Q) I have heard some good things about vitamin K2. What can you tell me about it?
A) Vitamin K2 (menaquinone) is one of the least discussed and little known vitamins which is a shame given the large role it plays in maintaining and enhancing our health.
For the longest time, it has been lumped together with its more prominent relative Vitamin K1, a vitamin famous for rescuing patients whose blood has become too thin as a result of warfarin treatment. But K1 & K2 are in fact very different both in terms of their molecular structures as well as their impact on human health. They also differ in terms of what to eat in order to boost your levels as well as how likely you are to be deficient in either of them.
Whereas K1 comes from green leafy vegetables, an adequate supply of Vitamin K2 requires consuming meat, in particular organ meat. Other sources of K2 include egg yolks as well as high fat dairy products including hard cheeses made with whole milk.
For vegetarians, the only source of K2 is natto, a fermented soy food popular in eastern Japan. The source of the K2 is not the actual soy beans themselves (hence other more readily available soy products are not considered sources) but the particular species of bacteria used in the fermentation process.
While a deficiency in K1 is relatively rare, that is not believed to be the case for K2. Despite the fact it comes from animal sources and most of us eat plenty of that, experts feel that it is at all uncommon for people to have low K2 levels.
As for the benefits of K2, the list seems to be going by the year. It’s most prominent role may be in optimizing bone health. K2 activates osteocalcin (a protein secreted by our osteoblasts, the cells that build up our bones) which acts to draw calcium into our bones making them larger and stronger.
K2 also, when combined with Vitamin D3, slows down the activity of our osteoclasts, the cells that are responsible for eating away at our existing bone. The net effect is healthier bones that are less likely to fracture. Given its role, there is currently a lot of research going into whether we should start recommending K2 supplementation to those whose bones have been found to be too thin for their respective age (a condition known as osteopenia or, in its more severe form, osteoporosis). This function of K2 may well make calcium supplements a viable treatment option once again as well.
For years, people (mainly females) were told to consume extra calcium in the form of supplements in order to help combat these diseases. That recommendation changed dramatically due to a study in 2007 (when research showed that these supplements did not seem to lower the risk of hip fractures and may in fact increase it) and, in 2011, when it was discovered that calcium supplements, with or without vitamin D, seemed to significantly increase the risk of heart attack and stroke due to the accumulation of calcium deposits in our veins and arteries.
There are some researchers who speculate that this lack of benefit and increased cardiovascular risk associated with calcium may be due to a deficiency of K2 and a definitive answer to the positive would undoubtedly make K2 almost as well known as vitamins C or D.
Beyond its role in bone formation, vitamin K2 also plays a role in heart health. It helps trigger a protein called matrix gla protein (MGP) which is responsible for removing excess calcium that has accumulated in soft tissues such as arteries and veins. Clots in our vessels occur as a result of the buildup of atherosclerotic plaque. These plaques are composed mainly of fat, cholesterol and calcium. Hence, a reduction in calcium within these vessels should in turn reduce the size of our plaques and consequently also lower our risk of suffering from heart disease. This is supported by numerous studies that have found associations between diets that are low in vitamin K2 and mild to moderate artery disease and there is hope that further research will lead to K2 supplementation as a possible method to treat this disorder.

• Material provided:
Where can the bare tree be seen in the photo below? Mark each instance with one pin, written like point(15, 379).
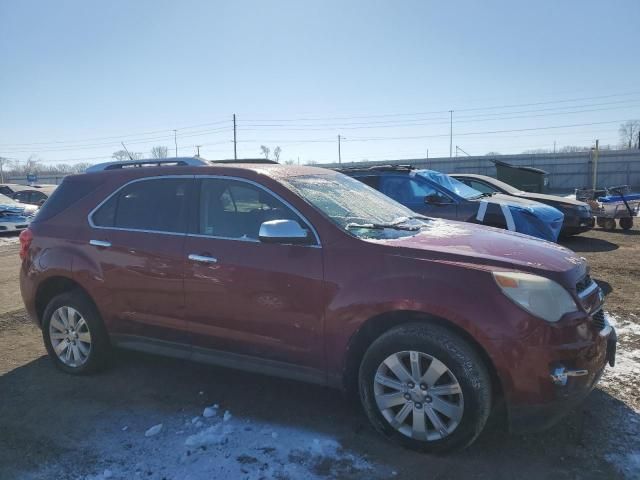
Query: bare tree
point(629, 133)
point(276, 153)
point(159, 152)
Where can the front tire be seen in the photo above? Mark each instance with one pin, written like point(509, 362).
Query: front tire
point(425, 387)
point(74, 334)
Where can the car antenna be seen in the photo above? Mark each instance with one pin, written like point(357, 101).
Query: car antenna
point(125, 149)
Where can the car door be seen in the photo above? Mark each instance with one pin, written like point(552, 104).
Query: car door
point(413, 193)
point(247, 297)
point(138, 239)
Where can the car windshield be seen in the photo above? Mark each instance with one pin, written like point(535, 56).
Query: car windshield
point(4, 200)
point(450, 183)
point(355, 207)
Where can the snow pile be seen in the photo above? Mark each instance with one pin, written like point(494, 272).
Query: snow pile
point(223, 446)
point(622, 382)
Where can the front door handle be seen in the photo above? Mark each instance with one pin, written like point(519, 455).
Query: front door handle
point(100, 243)
point(202, 258)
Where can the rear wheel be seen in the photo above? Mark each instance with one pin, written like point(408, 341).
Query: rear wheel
point(609, 224)
point(626, 223)
point(74, 334)
point(425, 387)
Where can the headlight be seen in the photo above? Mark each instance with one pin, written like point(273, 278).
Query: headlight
point(539, 296)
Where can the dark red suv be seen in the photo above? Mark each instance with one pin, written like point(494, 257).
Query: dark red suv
point(308, 274)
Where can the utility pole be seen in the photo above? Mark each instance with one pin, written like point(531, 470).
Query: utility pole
point(175, 141)
point(235, 141)
point(595, 165)
point(450, 134)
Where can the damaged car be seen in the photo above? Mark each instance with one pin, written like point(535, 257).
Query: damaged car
point(436, 194)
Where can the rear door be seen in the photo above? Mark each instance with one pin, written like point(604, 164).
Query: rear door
point(247, 297)
point(138, 238)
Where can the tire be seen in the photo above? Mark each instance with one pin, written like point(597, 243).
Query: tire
point(428, 344)
point(67, 320)
point(626, 223)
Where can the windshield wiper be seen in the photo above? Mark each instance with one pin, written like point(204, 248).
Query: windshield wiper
point(382, 226)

• What you are asked to do:
Rewrite the paragraph of the vitamin K2 text that starts "For vegetarians, the only source of K2" as a short bulleted list that keeps its main facts.

• Solution to the exercise:
- Natto is the only source of K2 for vegetarians.
- Natto is a fermented soy food popular in eastern Japan.
- The K2 comes from the particular species of bacteria used in the fermentation, not from the soybeans themselves.
- For that reason, other more readily available soy products are not considered sources.